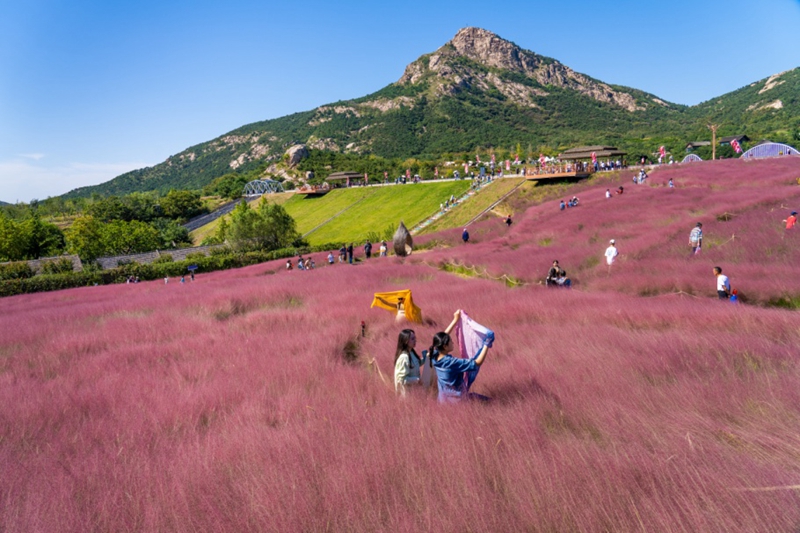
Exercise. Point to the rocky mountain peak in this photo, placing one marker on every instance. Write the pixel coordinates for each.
(496, 55)
(491, 50)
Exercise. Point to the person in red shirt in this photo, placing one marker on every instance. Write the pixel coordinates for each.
(791, 221)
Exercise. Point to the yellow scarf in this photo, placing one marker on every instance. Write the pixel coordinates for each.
(389, 301)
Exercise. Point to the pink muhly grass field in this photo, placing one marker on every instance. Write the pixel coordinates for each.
(246, 401)
(741, 205)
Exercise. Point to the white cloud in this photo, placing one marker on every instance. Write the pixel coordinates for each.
(23, 180)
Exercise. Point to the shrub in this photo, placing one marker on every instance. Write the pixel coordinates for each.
(163, 258)
(61, 265)
(16, 270)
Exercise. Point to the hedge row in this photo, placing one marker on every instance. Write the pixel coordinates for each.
(53, 282)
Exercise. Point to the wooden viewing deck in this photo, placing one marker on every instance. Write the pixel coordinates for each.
(313, 191)
(559, 175)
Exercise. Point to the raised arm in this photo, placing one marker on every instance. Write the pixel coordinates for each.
(481, 355)
(456, 316)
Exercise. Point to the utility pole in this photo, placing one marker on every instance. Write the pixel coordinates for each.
(713, 128)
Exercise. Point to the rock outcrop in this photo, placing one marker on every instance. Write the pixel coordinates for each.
(402, 241)
(489, 51)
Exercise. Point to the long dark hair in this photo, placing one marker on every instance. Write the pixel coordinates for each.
(440, 340)
(402, 346)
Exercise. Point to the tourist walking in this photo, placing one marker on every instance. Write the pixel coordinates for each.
(791, 220)
(696, 238)
(723, 284)
(452, 371)
(407, 362)
(611, 253)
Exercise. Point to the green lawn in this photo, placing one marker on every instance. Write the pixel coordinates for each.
(310, 212)
(381, 207)
(471, 208)
(385, 206)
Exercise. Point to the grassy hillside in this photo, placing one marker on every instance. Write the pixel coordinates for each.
(360, 210)
(636, 401)
(475, 205)
(384, 209)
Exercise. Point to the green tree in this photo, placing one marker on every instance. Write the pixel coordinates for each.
(171, 233)
(108, 209)
(85, 239)
(269, 227)
(122, 238)
(42, 239)
(180, 204)
(12, 243)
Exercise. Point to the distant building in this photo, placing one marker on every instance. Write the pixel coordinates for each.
(739, 138)
(345, 179)
(585, 152)
(697, 144)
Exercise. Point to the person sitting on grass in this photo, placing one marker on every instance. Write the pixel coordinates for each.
(450, 371)
(557, 277)
(723, 284)
(407, 363)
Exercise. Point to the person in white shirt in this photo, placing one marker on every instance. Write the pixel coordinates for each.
(611, 252)
(407, 363)
(723, 284)
(696, 238)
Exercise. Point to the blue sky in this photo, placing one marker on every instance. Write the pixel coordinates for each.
(91, 89)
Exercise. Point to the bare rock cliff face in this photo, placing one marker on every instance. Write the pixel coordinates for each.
(494, 52)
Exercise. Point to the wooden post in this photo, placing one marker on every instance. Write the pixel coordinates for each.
(713, 128)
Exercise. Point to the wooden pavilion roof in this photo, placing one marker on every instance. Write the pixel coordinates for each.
(337, 176)
(585, 152)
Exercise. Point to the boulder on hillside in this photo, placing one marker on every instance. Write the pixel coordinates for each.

* Required work: Only the lines from the one with "Exercise. Point to the person in white" through the last line above should be restated, word for word.

* Answer for this exercise:
Exercise. Point to the person in white shirt in this photo, placing one marker on every instance. Write the pixel coordinates for each.
(611, 252)
(407, 363)
(723, 284)
(696, 238)
Exercise. Point to the blue sky in this photo, placing one marker on every instance. Write the pixel coordinates for each.
(91, 89)
Exercise. Point to the bare rock cliff face in this photo, placing one marker on every instance. Write the pixel coordinates for each.
(494, 52)
Exercise. Point to the wooden post in this photo, placing one marker on every instance. Write the pixel coordinates for each.
(713, 128)
Exercise. Point to the wooden pavilion roof in this photo, placing one marker on every instance. Write the pixel coordinates for each.
(337, 176)
(585, 152)
Exercise. Point to the boulder on hillside in this photo, placing one marker on every instance. Write the pixel coordinates for each.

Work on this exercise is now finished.